So, Fradkin and his team looked into how 80 English-speaking people played a word-association game. The participants saw one common word on the screen and had to type out an associated word. Some words would be repeated several times, randomly, across the experiment. For example, they saw the cue ‘table’, not one time, but six times, sprinkled among other words. One group of participants was told not to ever repeat the associations — or they wouldn’t get the experiment money — so they had to swiftly come up with alternative associations when the words repeated themselves.


“So you see the cue ‘table’, you write ‘chair’ in the first instance, and then a few trials after that you see ‘table’ again, and your task is not to write ‘chair’ again,” says Fradkin. “And then the question is, how do you do that? Do you first sort of think of the chair in your mind and then have to suppress it somehow, or ignore it, or replace another association? Or can you actually reduce the probability that the association will come to mind in the first place?”


To answer this question, the researchers therefore calculated how long it took participants to effectively generate new word associations and came up with a mathematical formula made of a set of equations that tries to approximate, according to reaction time, when people were using “reactive control” and when people were using “proactive control”.


Photo by Anna Schvetz on Pexels

To understand reactive and proactive control, it might be helpful to consider yourself driving a car, waiting at a red light to turn left, says Fradkin. Imagine that you suddenly see a traffic light turning green, and only after that do you realize that this light is only relevant for cars continuing straight. Thus, you ignore this traffic light only after it has already captured your attention. This is an example of reactive control over attention. Now, consider the many pedestrian traffic lights at the junction which you completely ignore even if they suddenly turn green. These lights will likely not capture your attention at all. You can filter them out before they grab your attention. This is an example of proactive control over attention, Fradkin notes.


The same distinction can be made for thoughts: reactive control over thoughts means that you try to stop thinking a certain thought after it has already reached consciousness. Proactive control means you can filter this thought from reaching consciousness altogether, or at least — reduce the probability that it will come to mind, says Fradkin.


“The basic intuition behind using reaction times here is that if indeed you use ‘reactive thought control’, it is a process that usually takes time,” says Fradkin. “Conversely, if you can use what we call proactive control, you might be able to sort of think of an alternative new association, without consuming any extra time for the rejection part.”


The results showed that, mostly, people tend to carry out “reactive control”. Like I often do with my morning coffee and the haunts of my friends loathing me.


One of the reasons this happens, Fradkin notes, might specifically be because of the self-reinforcing nature of memories: if you thought of the association table-chair once, it naturally makes it more probable that you will think of it again.

◇ ◇ ◇

Reproduce the passage on thought control from "The same distinction" up to and including "mind, says Fradkin.". The data that follows comes from a separate source, unrelated to the passage on thought control.

◇ ◇ ◇

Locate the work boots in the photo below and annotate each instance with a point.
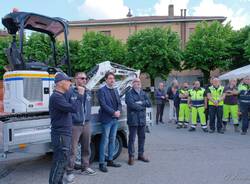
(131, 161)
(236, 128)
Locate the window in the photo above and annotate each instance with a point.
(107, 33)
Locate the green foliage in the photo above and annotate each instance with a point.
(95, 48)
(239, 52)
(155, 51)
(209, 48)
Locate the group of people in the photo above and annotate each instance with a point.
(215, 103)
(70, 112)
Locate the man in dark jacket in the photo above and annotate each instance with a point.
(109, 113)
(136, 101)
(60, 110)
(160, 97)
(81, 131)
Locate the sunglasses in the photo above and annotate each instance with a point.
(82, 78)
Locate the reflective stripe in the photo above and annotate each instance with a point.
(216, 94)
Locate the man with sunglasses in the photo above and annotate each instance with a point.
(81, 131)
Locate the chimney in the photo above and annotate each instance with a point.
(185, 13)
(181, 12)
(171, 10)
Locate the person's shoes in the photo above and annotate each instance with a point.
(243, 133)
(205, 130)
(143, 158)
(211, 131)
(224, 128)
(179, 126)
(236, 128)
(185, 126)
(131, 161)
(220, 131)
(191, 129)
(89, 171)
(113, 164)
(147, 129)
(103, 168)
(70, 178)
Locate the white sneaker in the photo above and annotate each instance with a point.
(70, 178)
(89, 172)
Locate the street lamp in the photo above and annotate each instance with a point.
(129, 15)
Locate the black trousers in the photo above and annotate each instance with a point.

◇ ◇ ◇

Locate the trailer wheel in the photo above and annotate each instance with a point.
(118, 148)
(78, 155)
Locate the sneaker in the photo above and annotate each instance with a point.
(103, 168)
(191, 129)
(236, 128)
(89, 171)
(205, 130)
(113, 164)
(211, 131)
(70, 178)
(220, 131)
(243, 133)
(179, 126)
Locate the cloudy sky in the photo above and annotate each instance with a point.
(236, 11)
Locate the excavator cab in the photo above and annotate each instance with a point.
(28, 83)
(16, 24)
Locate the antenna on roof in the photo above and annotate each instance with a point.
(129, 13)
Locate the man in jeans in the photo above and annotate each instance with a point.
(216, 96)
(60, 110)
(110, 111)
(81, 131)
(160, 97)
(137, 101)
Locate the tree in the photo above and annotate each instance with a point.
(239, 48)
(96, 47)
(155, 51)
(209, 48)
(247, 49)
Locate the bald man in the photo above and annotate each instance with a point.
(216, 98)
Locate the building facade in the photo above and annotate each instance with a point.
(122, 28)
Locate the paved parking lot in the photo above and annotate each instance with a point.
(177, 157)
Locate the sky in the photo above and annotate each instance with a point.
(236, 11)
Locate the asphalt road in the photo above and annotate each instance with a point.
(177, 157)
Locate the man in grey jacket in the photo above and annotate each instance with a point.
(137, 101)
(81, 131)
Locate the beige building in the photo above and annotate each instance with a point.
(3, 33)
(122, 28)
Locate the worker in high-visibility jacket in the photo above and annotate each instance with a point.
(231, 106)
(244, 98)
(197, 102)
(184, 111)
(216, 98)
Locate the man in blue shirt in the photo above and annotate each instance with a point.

◇ ◇ ◇

_SOLUTION_.
The same distinction can be made for thoughts: reactive control over thoughts means that you try to stop thinking a certain thought after it has already reached consciousness. Proactive control means you can filter this thought from reaching consciousness altogether, or at least — reduce the probability that it will come to mind, says Fradkin.